(Source data)
==================================================

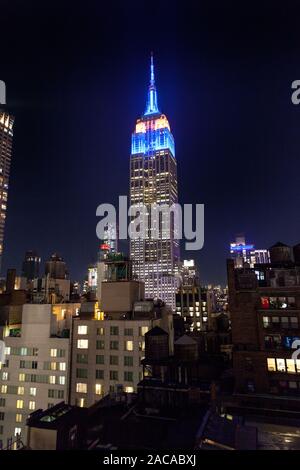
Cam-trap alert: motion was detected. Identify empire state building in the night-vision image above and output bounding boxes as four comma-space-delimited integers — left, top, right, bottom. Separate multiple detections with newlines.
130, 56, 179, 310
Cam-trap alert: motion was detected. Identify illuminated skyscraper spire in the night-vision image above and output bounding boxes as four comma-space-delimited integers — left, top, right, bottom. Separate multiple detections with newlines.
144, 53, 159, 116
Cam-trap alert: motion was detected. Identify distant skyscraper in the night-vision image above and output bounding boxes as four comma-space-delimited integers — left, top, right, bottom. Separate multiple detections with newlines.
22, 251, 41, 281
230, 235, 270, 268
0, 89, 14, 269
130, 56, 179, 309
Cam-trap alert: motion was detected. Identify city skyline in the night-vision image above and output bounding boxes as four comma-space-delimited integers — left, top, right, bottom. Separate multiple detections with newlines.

==================================================

Please duplicate every line of the records above exactly, leaving out the pictures.

Cam-trap alert: motion was detected. Identify empire state building in the night-vision image above and output bounding boxes as four comma-space-delimited integers — left, top, right, bottom. Separate multiple detections with newlines.
130, 56, 179, 310
Cam-trap alert: motion was detected. Identify illuminated skyscraper spire in the night-vision image above and output bounding boxes as four comma-space-delimited integers — left, top, right, bottom. Separate multiple detections with newlines.
144, 53, 159, 116
Cam-trap alert: motion was detected. Identify distant skyscraper in the night-vision image above and output bounding boxes as four comma-space-delimited integers — left, top, right, bottom. Separate multiple detections with newlines.
22, 251, 41, 281
230, 235, 270, 268
0, 89, 14, 269
130, 56, 179, 309
Cam-trap alert: motion was detected. Identify city skyline in the night-vision image above and output bounding boxes as four comma-space-delimited integers — left, top, right, bottom. Separate multiple detections with newlines.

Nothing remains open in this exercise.